#### Text shown
....
Emma Rice returned to
As Daily Info took its seat in the auditorium, it was heartening to see an audience packed with students. There has always been something approachable about Rice's work at Kneehigh, the Shakespeare Globe, and now with Wise Children. Often dealing with adult themes, they are nevertheless accessible productions that seem particularly suitable for a wide audience. The talk was split between focusing on her current production and expanding out into her career, and what advice she can give to those interested in pursuing a career in arts.
It was fascinating to hear how important Wise Children, and Angela Carter as a whole, were to Rice, with Carter being a key writer of the director's student days. Carter's work offered the role models Rice sought at that age, with The Bloody Chamber acting as an entry point. These are tales of wild women, capable of anything and not victimised by life, often as part of a retelling of a familiar story. Added to this is a complicated, honest view of sex, and there is a lot in Carter's work you can see reflected back down through Rice's.
....
#### Exercises
• 1. Please copy word for word everything in the piece on Emma Rice's talk from "It was fascinating" down to "down through Rice's.".
• 2. Rewrite everything from the start of the entries down to the line that contains "left=0, top=0, right=670, bottom=222" as a JSON list of strings, one string per line, leaving out blank lines.

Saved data
....
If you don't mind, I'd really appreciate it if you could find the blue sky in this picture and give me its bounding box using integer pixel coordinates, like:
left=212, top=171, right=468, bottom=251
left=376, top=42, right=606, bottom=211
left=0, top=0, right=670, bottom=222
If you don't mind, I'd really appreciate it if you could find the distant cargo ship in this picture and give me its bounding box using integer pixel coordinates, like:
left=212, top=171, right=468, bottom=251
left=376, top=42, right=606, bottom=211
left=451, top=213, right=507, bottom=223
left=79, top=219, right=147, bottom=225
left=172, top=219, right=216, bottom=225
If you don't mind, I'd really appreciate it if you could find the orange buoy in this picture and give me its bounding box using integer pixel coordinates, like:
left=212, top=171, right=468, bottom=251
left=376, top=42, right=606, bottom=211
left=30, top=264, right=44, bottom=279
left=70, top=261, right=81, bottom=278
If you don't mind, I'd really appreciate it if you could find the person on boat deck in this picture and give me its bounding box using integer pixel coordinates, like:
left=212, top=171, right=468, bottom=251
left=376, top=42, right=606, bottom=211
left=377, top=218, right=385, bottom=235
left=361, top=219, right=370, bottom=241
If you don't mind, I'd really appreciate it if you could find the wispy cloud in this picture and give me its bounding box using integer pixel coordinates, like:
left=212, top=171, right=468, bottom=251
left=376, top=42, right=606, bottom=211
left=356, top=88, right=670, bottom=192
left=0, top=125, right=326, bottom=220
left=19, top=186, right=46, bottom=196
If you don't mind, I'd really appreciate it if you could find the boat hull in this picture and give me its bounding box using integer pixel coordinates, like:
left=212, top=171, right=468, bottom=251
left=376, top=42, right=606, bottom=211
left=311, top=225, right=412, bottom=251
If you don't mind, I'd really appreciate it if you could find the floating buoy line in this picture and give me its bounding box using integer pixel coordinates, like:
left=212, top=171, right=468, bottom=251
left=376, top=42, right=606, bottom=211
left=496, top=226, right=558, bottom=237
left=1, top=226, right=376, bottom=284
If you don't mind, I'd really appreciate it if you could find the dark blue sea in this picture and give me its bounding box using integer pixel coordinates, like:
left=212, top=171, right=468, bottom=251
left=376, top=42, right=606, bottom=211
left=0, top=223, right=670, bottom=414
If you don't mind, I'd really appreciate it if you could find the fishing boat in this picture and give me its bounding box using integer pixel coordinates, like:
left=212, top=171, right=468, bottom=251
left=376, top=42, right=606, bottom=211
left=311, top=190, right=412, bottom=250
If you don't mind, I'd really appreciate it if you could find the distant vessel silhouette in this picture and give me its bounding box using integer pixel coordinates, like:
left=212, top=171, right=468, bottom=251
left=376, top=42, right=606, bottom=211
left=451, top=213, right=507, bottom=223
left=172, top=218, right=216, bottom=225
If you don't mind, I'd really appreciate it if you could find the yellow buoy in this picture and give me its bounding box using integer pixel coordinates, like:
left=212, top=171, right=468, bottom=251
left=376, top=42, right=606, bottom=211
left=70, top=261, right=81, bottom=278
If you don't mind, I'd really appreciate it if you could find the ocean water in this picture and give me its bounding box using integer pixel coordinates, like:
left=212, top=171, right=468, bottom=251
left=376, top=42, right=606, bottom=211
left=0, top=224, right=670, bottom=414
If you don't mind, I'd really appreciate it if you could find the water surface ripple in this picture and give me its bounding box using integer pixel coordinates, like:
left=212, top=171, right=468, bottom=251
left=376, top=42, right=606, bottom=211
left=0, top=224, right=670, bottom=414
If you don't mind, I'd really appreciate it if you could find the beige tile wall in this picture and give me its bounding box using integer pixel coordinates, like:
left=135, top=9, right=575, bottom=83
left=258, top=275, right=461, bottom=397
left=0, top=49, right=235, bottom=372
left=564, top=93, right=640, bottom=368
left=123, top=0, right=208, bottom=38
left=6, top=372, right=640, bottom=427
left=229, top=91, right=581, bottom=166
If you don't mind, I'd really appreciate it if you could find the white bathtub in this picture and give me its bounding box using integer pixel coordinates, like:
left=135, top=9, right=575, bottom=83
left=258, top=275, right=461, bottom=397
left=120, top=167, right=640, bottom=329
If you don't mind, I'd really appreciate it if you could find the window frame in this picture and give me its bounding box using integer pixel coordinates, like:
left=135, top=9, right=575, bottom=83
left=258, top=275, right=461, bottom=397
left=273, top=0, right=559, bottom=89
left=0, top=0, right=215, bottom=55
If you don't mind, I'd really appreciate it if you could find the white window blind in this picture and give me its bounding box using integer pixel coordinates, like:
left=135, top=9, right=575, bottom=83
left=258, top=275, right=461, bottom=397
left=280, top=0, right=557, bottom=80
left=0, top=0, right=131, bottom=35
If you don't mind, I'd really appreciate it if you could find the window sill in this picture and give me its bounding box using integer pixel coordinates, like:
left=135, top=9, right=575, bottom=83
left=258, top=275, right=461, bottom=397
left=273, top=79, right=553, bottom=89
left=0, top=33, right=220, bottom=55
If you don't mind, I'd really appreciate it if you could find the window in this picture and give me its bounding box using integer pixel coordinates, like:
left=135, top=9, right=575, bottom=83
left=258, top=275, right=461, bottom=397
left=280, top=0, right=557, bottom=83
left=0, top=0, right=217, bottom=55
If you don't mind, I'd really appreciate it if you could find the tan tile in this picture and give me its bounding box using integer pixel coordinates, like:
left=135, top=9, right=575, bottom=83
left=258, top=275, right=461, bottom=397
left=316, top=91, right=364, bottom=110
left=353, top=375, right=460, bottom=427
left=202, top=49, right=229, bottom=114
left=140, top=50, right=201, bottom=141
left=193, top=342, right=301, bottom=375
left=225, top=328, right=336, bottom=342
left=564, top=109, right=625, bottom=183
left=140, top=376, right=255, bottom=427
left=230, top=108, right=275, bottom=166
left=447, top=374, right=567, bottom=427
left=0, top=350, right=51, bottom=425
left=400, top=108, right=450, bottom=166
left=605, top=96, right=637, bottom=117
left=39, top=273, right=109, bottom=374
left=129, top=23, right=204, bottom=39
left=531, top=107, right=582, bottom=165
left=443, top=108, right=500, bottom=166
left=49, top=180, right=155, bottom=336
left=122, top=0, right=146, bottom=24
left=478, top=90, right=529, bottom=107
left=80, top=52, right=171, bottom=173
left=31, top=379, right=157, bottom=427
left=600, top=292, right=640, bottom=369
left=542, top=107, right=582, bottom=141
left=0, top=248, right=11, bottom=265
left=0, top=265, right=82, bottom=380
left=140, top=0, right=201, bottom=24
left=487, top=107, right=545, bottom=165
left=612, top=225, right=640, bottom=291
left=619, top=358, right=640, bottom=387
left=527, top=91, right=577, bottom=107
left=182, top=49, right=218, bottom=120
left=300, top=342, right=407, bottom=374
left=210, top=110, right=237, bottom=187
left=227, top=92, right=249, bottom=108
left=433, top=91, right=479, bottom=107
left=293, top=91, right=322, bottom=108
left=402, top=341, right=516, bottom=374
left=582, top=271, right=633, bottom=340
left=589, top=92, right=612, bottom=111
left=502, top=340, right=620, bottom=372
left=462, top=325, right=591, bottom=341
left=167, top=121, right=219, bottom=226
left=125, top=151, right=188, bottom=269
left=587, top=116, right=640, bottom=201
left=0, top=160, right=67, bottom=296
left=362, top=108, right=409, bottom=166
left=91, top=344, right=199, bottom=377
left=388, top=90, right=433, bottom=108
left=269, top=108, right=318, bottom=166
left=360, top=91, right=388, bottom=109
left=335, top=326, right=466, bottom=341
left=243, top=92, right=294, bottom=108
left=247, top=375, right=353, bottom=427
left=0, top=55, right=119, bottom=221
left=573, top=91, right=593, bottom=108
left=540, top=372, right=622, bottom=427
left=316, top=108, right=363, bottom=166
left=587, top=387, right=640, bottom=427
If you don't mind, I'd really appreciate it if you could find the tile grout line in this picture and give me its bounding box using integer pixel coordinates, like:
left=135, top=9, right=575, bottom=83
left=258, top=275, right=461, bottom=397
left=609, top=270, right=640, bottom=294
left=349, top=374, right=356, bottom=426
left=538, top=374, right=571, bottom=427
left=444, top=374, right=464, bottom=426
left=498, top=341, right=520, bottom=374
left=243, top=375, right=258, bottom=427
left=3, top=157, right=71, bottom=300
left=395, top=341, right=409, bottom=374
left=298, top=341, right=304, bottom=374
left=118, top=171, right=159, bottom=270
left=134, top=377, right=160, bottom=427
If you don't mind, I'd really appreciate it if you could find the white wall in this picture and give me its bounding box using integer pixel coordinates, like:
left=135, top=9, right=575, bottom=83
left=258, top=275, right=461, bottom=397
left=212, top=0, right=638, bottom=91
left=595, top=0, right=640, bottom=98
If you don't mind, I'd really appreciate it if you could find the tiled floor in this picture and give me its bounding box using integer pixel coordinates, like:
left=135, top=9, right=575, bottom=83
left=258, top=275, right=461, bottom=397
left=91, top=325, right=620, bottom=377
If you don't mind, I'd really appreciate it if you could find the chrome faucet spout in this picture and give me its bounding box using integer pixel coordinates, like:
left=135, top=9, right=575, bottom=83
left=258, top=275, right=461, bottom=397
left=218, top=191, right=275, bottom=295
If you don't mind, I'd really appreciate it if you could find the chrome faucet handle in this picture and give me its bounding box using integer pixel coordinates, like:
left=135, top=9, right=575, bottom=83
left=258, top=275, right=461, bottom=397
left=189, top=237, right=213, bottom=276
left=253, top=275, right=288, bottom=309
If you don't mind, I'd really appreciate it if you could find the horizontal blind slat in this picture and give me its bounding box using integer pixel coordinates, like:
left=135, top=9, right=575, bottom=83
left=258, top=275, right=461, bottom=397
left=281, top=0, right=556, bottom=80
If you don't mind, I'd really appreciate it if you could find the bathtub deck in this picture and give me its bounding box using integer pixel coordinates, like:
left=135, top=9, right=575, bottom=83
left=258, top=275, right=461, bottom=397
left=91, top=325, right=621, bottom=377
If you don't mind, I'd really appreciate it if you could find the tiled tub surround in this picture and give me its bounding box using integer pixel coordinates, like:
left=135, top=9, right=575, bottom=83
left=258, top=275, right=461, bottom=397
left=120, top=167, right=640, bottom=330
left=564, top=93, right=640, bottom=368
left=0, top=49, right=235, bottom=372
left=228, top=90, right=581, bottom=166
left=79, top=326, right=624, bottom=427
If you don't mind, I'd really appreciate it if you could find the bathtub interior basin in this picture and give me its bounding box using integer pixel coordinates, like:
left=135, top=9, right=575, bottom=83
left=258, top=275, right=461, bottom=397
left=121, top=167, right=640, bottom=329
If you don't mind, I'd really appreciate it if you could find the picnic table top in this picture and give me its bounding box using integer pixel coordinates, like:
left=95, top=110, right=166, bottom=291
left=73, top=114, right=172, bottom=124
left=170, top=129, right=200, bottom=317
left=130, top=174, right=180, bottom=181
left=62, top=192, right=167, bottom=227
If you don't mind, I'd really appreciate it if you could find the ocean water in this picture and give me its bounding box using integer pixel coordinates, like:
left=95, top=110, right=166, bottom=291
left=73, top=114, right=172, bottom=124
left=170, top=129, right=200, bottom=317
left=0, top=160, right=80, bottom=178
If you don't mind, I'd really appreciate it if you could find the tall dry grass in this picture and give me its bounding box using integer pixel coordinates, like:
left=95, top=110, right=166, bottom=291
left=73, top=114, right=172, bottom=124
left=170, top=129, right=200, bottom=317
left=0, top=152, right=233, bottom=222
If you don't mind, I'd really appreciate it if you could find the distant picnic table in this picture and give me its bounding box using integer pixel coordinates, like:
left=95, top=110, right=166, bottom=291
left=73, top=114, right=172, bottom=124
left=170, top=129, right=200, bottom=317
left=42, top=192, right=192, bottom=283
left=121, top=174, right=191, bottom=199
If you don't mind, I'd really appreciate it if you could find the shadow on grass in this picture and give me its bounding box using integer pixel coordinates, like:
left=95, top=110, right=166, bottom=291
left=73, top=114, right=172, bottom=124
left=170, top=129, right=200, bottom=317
....
#### The answers
• 1.
It was fascinating to hear how important Wise Children, and Angela Carter as a whole, were to Rice, with Carter being a key writer of the director's student days. Carter's work offered the role models Rice sought at that age, with The Bloody Chamber acting as an entry point. These are tales of wild women, capable of anything and not victimised by life, often as part of a retelling of a familiar story. Added to this is a complicated, honest view of sex, and there is a lot in Carter's work you can see reflected back down through Rice's.

• 2.
[
  "If you don't mind, I'd really appreciate it if you could find the blue sky in this picture and give me its bounding box using integer pixel coordinates, like:",
  "left=212, top=171, right=468, bottom=251",
  "left=376, top=42, right=606, bottom=211",
  "left=0, top=0, right=670, bottom=222"
]